▸ **PASSAGE PROVIDED**
In [1]:
from typing import Mapping, Optional, Set, Callable
import numpy as np
from utils.generic_typevars import S, A
from utils.mp_funcs import get_rv_gen_func_single

### Implement Forward-View TD(Lambda) algorithm for Value Function Prediction

In [2]:
class MDPforRLTab:
    '''
        First define the MDP class
    '''
    def __init__(self, policy, actions: Mapping[S, Set[A]], terminal_states: Set[S], state_reward_gen_dict, gamma: float):
        self.policy = policy
        self.actions = actions
        self.terminal_states = terminal_states
        self.state_reward_gen_dict = state_reward_gen_dict # a dictionary of functions that generate the next state and reward
        self.gamma = gamma
    
    def get_actions(self, s):
        return self.actions[s]
    
    def get_terminal_states(self, s):
        return s in self.terminal_states
    
    def get_state_reward_gen_func(self, s, a):
        return self.state_reward_gen_dict[s][a]()
    
    def init_state_gen(self):
        dic = {}
        for s in self.actions.keys():
            dic[s] = 1. / len(self.actions)
        return get_rv_gen_func_single(dic)
    
    def init_state_action_gen(self):
        dic = {}
        for s, v1 in self.actions.items():
            for a in v1:
                dic[(s, a)] = 1. / sum(len(v) for v in self.actions.values())
                

class RLTabInterface:
    '''
    A model-free RL interface that does not need the state-transition probability model or the reward model
    '''
    
    def __init__(self, mdp_for_rl_tab: MDPforRLTab, exploring_start: bool, softmax: bool, epsilon: float, 
                 epsilon_half_life: float, num_episodes: int, max_steps: int):

        self.mdp = mdp_rep_for_rl

    # get a state-action dictionary
    def get_actions(self) -> Mapping[S, Set[A]]:
        return self.mdp.actions
    
    # check whether a state is a terminal state
    def get_terminal_states(self, s) -> bool:
        return self.mdp.get_terminal_states(s)
    
    # get a sampling of the (next state, reward) pair
    def get_next_pair(self, s, a):
        next_state, reward = self.mdp.get_state_reward_gen_func(s, a)
        

In [3]:
def generateEpisode(mdp: RLTabInterface, num_episode: int, max_steps: int, get_action: Callable[[int], int]):
    '''
    generate episodes 
    '''
    paths = []
    for i in range(num_episode):
        path = []
        cur_state = mdp.init_state_gen()
        action = get_action(cur_state)

▸ **COLLECTED DATA**
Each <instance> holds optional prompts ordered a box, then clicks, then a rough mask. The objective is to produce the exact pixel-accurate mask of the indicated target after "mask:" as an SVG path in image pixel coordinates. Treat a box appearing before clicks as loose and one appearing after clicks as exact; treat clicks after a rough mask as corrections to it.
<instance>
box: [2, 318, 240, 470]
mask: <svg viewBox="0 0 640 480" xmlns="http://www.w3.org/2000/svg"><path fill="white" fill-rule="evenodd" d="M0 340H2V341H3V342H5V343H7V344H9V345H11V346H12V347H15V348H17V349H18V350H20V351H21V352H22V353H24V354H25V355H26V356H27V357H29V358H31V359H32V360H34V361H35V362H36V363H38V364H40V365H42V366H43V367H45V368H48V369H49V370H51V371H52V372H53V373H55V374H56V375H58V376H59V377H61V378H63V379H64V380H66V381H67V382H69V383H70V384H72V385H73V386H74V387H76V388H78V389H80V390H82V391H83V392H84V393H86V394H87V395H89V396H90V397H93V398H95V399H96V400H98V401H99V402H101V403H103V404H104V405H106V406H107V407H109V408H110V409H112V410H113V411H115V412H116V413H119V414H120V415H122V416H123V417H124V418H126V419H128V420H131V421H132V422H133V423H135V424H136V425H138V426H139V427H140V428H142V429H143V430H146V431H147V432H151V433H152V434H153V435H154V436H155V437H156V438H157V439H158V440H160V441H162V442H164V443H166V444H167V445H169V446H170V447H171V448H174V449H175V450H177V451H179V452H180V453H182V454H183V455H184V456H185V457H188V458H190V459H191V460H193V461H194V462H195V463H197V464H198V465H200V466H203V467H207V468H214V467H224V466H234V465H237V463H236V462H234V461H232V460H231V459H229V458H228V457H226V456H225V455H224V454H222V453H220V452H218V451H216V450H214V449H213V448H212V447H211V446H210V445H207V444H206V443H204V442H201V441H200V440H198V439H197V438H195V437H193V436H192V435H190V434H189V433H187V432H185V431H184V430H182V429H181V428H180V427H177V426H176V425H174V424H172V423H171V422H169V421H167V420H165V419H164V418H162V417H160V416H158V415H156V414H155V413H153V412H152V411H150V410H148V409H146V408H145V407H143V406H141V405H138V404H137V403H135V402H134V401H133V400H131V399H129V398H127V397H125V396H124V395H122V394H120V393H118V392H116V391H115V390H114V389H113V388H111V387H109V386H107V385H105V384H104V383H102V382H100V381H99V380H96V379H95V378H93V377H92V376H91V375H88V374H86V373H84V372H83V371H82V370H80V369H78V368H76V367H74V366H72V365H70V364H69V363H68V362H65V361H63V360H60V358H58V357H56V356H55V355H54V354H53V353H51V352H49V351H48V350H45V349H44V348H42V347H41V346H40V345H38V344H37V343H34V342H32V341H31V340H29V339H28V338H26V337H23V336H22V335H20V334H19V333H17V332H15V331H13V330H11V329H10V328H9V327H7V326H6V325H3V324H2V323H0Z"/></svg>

▸ **WORK ORDER**
In the TD(Lambda) notebook text, which two models does the docstring say the RLTabInterface class does not need?

▸ **SOLUTION TO THIS EXERCISE**
The state-transition probability model and the reward model.